◆ **Problem statement**
Reproduce the rows below word for word, from the line with "Planogram-check task. Target: white door" through the last line of the rows, leaving the pictures out.

- - - - - - -

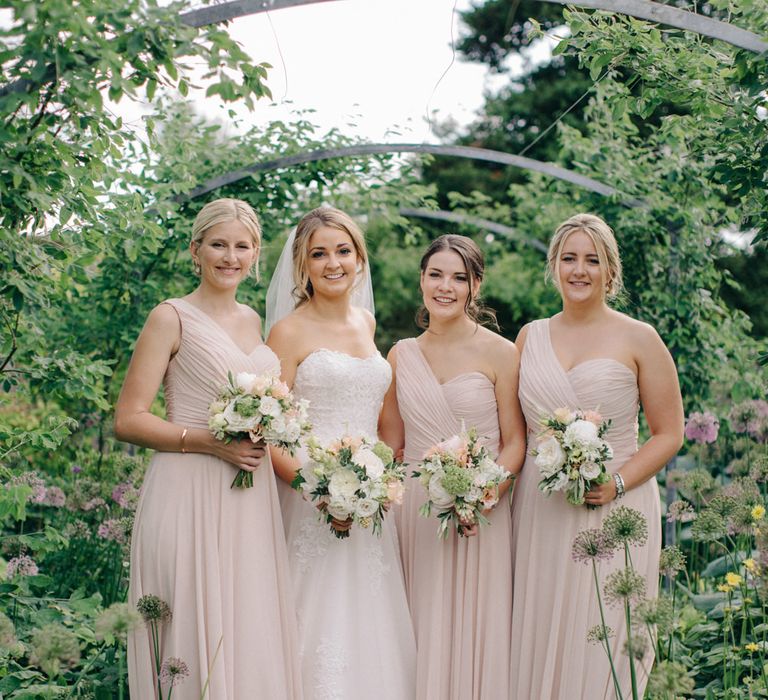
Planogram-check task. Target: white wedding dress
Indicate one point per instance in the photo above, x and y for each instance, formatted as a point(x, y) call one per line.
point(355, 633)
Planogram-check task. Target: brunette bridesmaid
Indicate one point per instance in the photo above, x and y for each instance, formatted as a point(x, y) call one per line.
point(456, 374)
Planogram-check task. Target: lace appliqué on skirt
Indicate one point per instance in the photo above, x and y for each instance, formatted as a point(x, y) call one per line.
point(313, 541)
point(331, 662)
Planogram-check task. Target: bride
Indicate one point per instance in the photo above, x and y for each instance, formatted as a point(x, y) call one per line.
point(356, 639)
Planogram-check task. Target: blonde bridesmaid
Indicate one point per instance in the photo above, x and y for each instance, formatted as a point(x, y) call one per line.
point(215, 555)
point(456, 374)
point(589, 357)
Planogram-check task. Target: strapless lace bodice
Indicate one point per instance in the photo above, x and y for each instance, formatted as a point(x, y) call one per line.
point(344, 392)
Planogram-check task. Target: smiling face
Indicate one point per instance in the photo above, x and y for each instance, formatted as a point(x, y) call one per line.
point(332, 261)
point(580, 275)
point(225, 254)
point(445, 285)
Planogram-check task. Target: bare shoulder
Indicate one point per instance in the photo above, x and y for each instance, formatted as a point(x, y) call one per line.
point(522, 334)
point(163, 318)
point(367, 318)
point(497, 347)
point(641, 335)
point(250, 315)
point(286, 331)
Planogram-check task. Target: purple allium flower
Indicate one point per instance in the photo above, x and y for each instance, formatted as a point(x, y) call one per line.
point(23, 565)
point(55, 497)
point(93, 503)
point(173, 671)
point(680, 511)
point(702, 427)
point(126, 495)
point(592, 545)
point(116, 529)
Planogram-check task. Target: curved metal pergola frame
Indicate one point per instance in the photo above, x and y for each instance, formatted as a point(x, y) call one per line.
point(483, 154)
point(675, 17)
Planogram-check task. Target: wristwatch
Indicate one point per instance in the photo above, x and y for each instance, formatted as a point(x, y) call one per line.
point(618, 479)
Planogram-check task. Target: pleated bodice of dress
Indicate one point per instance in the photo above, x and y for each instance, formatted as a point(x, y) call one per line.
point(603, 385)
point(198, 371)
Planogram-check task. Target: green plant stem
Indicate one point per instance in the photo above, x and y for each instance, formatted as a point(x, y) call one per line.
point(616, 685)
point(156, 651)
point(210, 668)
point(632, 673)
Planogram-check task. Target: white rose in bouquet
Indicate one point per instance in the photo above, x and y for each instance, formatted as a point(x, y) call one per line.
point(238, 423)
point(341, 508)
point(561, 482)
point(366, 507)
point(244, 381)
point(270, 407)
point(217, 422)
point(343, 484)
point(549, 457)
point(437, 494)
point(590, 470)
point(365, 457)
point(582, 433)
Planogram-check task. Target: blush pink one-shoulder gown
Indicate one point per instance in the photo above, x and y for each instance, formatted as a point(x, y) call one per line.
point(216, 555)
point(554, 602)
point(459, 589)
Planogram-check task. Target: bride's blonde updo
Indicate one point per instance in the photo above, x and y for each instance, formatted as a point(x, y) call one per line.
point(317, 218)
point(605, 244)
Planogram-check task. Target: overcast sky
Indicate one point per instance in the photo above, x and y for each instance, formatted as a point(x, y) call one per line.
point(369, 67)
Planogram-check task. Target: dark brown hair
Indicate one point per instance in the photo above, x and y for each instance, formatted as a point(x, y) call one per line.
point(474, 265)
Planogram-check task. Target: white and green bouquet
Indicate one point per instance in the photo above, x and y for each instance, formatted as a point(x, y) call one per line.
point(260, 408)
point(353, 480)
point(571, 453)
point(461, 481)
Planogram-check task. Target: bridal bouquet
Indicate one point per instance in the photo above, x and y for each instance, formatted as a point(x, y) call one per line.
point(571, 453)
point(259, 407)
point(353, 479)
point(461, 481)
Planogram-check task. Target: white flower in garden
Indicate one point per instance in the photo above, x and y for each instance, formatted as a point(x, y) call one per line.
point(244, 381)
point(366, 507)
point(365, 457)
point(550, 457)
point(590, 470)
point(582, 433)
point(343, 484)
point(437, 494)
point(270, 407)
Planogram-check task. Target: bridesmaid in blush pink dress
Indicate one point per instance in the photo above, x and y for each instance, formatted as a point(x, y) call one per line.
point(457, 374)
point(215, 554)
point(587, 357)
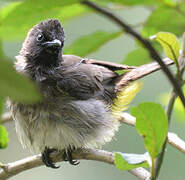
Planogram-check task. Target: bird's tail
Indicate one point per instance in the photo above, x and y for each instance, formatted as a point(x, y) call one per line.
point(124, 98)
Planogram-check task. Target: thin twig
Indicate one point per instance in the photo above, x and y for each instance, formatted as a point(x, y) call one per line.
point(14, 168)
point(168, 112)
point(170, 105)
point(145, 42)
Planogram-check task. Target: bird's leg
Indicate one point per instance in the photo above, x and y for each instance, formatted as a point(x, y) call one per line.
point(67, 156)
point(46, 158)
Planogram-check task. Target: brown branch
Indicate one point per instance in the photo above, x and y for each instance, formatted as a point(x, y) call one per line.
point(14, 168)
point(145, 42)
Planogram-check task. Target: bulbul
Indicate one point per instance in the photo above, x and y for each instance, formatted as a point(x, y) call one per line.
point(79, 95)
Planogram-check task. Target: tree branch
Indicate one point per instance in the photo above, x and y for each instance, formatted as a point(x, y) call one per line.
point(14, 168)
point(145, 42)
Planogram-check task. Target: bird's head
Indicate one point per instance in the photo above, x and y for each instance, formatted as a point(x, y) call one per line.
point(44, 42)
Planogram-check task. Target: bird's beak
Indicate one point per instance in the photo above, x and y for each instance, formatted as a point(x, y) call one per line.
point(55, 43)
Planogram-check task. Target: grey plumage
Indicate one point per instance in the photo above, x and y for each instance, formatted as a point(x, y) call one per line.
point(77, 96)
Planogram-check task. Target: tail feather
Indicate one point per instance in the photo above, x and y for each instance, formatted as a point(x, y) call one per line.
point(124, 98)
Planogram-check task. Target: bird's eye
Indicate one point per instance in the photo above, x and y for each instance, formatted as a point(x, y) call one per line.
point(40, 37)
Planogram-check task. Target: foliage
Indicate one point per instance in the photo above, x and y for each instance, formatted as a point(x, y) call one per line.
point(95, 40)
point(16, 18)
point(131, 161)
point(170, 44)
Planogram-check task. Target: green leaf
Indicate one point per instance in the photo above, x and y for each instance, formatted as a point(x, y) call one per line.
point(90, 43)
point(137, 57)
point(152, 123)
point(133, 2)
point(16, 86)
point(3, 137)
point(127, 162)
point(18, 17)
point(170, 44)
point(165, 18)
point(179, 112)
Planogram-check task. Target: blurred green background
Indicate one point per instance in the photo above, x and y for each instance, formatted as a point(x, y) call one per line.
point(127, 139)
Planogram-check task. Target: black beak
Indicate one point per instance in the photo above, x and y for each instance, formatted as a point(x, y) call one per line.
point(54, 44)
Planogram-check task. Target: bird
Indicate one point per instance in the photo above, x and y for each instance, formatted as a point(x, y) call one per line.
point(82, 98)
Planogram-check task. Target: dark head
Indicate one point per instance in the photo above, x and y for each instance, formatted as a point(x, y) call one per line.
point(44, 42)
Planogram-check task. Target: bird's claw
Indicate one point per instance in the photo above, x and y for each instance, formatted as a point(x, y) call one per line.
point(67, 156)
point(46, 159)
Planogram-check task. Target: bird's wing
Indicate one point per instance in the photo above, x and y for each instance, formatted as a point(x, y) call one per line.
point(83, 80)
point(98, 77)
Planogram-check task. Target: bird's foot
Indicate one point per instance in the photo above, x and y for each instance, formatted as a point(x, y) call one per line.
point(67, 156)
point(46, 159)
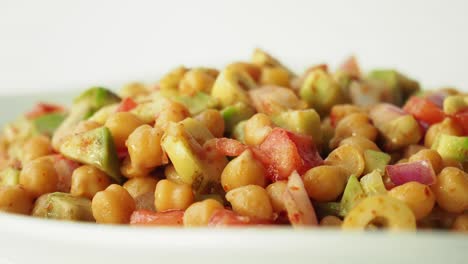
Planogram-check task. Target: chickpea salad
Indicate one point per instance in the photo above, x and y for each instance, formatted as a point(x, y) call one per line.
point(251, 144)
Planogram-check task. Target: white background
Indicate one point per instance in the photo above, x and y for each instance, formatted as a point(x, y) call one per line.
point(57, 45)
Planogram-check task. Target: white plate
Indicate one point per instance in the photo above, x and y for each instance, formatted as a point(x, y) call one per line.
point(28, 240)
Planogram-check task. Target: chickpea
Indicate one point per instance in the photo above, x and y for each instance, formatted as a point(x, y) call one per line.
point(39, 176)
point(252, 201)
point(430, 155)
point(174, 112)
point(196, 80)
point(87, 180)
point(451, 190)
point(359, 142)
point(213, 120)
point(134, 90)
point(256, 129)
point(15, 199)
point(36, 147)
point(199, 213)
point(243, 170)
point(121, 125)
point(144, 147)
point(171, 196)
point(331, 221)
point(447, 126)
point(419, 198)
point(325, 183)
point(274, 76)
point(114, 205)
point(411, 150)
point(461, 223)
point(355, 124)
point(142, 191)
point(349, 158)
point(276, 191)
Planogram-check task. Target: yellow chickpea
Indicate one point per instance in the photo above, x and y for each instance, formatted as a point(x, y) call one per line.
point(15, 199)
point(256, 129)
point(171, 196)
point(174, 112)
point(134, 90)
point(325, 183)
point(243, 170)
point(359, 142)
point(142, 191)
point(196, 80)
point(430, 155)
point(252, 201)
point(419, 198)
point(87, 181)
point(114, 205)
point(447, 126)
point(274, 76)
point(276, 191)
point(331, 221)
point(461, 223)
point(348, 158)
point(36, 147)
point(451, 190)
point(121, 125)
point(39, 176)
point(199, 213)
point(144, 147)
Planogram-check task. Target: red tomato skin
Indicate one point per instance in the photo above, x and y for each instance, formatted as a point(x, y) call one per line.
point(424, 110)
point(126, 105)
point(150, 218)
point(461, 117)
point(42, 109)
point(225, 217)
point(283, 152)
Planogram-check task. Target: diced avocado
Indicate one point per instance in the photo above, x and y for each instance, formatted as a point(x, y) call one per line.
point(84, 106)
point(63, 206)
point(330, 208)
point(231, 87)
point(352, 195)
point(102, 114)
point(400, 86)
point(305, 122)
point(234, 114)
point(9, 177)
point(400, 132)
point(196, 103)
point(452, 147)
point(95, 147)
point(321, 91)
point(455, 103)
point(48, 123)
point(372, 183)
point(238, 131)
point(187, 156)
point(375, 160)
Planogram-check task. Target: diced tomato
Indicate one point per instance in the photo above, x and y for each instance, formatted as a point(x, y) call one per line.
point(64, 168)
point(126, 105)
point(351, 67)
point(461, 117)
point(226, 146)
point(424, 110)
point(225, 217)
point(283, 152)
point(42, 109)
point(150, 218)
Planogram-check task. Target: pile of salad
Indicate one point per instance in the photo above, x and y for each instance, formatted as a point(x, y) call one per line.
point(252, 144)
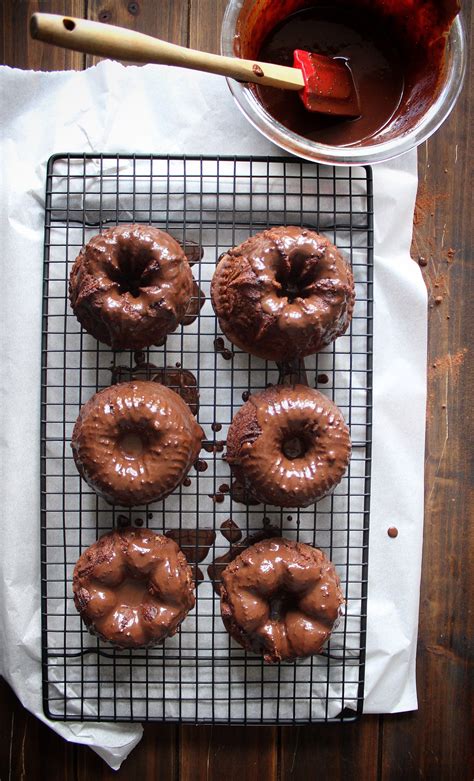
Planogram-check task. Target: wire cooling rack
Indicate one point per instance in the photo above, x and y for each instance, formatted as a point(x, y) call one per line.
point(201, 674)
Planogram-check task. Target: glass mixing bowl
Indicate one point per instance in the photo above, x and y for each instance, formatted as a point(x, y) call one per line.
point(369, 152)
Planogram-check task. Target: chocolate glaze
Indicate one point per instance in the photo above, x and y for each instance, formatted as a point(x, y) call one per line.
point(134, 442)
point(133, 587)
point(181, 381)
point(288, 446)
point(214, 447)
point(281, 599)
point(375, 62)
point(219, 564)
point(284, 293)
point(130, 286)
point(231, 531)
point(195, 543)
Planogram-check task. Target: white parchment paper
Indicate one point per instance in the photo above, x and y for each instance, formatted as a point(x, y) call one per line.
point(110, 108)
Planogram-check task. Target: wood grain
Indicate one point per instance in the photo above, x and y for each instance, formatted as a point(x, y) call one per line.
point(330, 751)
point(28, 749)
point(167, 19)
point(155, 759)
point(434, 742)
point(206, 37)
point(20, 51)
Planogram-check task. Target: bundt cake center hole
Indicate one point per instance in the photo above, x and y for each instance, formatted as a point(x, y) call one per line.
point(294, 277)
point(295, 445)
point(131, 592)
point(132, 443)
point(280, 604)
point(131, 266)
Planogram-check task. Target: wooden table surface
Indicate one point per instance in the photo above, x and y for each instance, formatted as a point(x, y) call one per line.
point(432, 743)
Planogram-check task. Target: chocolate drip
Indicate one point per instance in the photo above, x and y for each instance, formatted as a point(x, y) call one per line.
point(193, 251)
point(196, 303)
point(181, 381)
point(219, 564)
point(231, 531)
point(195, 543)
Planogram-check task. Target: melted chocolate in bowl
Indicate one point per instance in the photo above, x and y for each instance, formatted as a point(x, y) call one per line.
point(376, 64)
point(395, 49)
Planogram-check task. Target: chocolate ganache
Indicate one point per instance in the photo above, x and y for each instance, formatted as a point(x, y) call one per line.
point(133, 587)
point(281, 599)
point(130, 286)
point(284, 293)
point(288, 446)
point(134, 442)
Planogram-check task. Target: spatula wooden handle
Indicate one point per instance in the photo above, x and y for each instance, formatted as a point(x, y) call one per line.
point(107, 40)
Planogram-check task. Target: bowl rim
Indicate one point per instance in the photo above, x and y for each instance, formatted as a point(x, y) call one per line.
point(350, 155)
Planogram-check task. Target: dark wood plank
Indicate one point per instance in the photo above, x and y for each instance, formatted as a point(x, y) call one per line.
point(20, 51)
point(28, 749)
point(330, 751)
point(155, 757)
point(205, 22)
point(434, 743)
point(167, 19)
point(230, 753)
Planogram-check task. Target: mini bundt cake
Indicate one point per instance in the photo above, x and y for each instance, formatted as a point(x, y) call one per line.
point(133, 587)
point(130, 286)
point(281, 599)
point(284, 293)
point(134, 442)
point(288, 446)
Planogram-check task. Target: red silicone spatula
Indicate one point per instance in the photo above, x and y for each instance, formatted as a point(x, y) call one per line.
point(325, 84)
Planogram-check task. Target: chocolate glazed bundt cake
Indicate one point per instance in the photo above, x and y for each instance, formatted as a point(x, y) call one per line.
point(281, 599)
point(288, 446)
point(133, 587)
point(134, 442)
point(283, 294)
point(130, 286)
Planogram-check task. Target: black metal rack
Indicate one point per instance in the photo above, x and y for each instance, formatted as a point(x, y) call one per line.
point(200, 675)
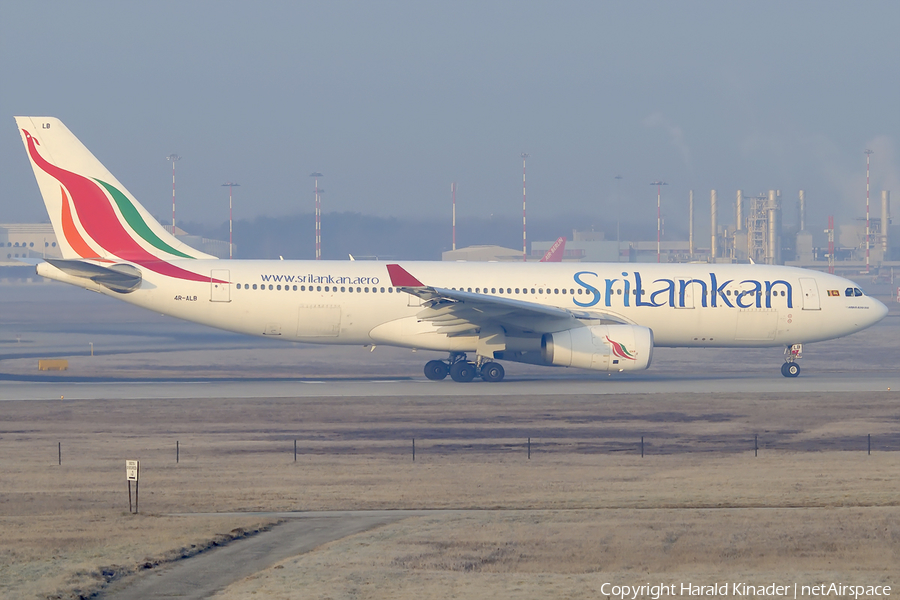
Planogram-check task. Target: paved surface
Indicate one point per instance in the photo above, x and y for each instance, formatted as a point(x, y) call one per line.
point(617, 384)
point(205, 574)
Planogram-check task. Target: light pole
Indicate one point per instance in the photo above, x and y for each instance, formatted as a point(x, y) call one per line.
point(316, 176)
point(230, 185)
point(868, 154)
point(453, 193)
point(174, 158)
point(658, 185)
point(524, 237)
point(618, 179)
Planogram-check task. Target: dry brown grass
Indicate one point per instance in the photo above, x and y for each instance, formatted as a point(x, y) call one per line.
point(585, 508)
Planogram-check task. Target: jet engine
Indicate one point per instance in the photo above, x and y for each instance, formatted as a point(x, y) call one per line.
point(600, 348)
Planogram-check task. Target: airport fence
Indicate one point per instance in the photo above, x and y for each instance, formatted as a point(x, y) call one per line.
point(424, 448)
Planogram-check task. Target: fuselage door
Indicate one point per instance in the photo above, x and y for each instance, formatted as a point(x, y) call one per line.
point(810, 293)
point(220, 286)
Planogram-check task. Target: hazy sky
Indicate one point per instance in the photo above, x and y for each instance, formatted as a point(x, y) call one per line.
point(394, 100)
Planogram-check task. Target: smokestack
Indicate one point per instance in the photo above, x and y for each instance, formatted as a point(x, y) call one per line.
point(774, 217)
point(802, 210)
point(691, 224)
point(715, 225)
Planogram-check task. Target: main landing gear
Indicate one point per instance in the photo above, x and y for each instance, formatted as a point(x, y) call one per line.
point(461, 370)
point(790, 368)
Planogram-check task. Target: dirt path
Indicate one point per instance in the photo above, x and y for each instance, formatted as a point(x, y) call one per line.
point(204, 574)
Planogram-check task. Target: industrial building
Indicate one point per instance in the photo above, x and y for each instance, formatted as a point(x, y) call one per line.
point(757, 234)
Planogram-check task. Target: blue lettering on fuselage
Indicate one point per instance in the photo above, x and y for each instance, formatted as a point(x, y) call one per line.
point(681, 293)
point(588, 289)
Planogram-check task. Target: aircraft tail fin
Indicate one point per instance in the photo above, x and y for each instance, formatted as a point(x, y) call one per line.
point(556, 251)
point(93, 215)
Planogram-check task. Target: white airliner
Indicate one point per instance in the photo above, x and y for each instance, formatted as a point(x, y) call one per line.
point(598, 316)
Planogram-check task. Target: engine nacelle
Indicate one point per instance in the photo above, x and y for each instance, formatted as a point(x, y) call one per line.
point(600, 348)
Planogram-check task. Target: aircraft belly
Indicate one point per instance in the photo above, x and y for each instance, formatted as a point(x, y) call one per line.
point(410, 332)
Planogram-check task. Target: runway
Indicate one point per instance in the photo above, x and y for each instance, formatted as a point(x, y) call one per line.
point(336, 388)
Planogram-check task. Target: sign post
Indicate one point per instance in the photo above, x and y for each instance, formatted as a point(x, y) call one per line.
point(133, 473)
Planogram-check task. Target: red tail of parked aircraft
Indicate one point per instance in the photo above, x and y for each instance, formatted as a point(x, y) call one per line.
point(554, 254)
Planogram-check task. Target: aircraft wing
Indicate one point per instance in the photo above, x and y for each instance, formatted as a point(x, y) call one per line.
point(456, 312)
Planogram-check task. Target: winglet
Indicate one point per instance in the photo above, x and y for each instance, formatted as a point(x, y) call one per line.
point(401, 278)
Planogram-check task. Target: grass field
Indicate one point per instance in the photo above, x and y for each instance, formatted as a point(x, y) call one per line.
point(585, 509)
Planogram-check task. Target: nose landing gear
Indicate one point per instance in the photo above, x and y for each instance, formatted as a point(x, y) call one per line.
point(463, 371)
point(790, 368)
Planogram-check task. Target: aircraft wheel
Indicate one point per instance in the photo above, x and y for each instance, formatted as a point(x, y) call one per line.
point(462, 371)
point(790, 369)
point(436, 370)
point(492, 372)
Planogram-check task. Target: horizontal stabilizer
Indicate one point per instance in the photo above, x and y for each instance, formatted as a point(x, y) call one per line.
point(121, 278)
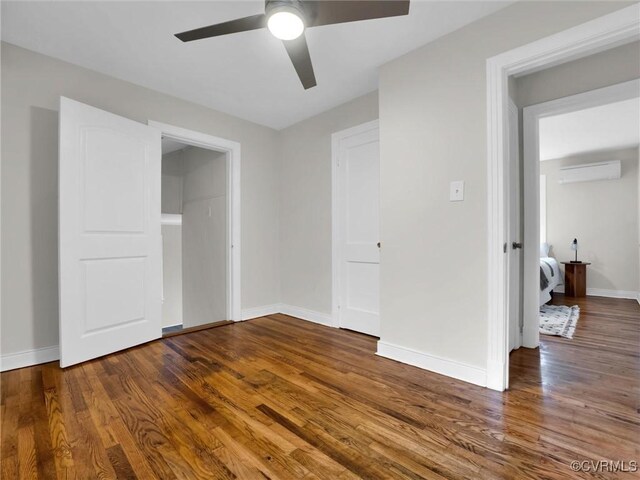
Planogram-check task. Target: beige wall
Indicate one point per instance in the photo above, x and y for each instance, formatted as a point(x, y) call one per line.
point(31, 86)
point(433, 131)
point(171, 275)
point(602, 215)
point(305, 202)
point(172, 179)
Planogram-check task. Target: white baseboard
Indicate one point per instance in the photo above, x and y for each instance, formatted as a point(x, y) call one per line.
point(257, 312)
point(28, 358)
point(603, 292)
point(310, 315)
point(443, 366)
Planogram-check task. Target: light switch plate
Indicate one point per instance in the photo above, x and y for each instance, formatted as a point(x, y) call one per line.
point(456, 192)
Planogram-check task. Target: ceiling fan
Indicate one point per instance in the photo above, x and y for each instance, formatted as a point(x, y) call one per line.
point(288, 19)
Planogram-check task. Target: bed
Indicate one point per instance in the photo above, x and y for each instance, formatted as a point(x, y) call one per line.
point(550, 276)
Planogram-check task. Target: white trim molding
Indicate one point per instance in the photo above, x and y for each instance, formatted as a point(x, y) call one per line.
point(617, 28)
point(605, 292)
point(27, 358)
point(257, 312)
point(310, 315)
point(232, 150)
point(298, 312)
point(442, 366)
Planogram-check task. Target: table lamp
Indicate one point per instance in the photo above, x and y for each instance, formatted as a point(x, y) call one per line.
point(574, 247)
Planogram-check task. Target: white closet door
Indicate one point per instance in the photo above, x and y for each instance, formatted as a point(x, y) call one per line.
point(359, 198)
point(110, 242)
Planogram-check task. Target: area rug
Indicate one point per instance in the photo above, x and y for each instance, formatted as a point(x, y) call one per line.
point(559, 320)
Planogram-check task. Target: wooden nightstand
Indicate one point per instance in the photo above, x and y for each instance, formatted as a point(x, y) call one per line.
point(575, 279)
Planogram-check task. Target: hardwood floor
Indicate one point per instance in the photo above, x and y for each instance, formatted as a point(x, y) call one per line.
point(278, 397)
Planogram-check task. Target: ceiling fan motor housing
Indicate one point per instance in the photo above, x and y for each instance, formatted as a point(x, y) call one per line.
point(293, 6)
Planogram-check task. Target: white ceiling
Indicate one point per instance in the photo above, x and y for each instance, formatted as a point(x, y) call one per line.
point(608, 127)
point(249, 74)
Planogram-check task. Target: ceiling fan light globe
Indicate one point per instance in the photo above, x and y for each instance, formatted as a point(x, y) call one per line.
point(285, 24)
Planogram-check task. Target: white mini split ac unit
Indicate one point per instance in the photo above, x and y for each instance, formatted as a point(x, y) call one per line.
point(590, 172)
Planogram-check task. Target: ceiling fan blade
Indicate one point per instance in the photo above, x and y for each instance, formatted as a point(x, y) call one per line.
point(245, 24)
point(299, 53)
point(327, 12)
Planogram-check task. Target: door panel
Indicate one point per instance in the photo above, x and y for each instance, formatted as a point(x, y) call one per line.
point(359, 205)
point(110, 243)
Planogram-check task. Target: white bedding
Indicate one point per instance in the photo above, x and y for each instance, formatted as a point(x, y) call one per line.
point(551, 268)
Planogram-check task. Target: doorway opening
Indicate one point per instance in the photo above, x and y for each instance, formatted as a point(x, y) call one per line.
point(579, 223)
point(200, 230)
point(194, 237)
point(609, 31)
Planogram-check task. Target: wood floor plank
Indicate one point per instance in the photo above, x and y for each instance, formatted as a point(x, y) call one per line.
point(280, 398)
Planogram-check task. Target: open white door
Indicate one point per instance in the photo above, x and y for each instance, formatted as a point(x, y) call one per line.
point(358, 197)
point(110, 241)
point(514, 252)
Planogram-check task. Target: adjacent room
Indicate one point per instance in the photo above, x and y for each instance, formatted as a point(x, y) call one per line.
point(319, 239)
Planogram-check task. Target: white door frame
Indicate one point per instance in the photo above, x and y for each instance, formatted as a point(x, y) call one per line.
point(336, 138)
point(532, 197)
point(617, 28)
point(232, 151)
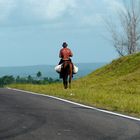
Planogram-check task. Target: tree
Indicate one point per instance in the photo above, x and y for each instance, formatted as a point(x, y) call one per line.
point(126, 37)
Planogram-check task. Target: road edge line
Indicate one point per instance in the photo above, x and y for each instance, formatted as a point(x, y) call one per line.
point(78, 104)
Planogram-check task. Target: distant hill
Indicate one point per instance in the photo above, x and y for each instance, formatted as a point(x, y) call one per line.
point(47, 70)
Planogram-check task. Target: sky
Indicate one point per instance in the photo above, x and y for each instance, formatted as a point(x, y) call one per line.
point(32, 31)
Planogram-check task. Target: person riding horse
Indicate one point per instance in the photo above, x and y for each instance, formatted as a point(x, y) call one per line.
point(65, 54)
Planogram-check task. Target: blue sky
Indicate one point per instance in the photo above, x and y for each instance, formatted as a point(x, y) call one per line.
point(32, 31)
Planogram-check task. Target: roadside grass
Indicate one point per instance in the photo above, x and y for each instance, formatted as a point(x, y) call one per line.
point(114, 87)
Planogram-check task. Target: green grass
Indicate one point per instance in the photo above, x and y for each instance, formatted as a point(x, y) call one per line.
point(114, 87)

- - - - - - -

◆ **Reply to the task**
Planogram-check task. Target: white door frame
Indicate one point per instance in the photo above, x and y for each instance, formatted as a point(x, y) call one per line.
point(336, 138)
point(532, 197)
point(617, 28)
point(232, 151)
Planogram-check task. Target: tree
Indicate one point per instance in the photo above, x and y for each instance, formatted as a point(x, y) call one per line.
point(126, 37)
Planogram-check task. Target: road edge line
Indicate one point per instance in the photo above, x and y for each instance, formatted as a point(x, y) call one per line.
point(78, 104)
Planogram-check task. Target: distant hill
Indicate one point per instance in the photo above, x and y for each instance, formatted as a point(x, y) call one per line.
point(47, 70)
Planogram-check task. Target: sky
Indicate one point per instance in the photo above, x and y for each instance, formatted as a point(x, y) call one per line.
point(32, 31)
Planogram-check task. Target: person riding horse
Indicate one point per instance in the photo above, x and y for each instance, formatted as a point(x, y) call one per line.
point(65, 54)
Planogram-check task. Target: blue sky
Indicate one point per instance in the photo above, x and y for each instance, formatted as a point(x, y) call one per line.
point(32, 31)
Planogram-check task. Target: roadside grass
Indicate one point per instance in the photo above, x and y for each instance, formatted as a point(x, y) call one per line.
point(114, 87)
Planogram-check task. Target: green grass
Indicate one point per instance in the photo above, x and y for each instance, formatted as a point(x, y) call one per line.
point(114, 87)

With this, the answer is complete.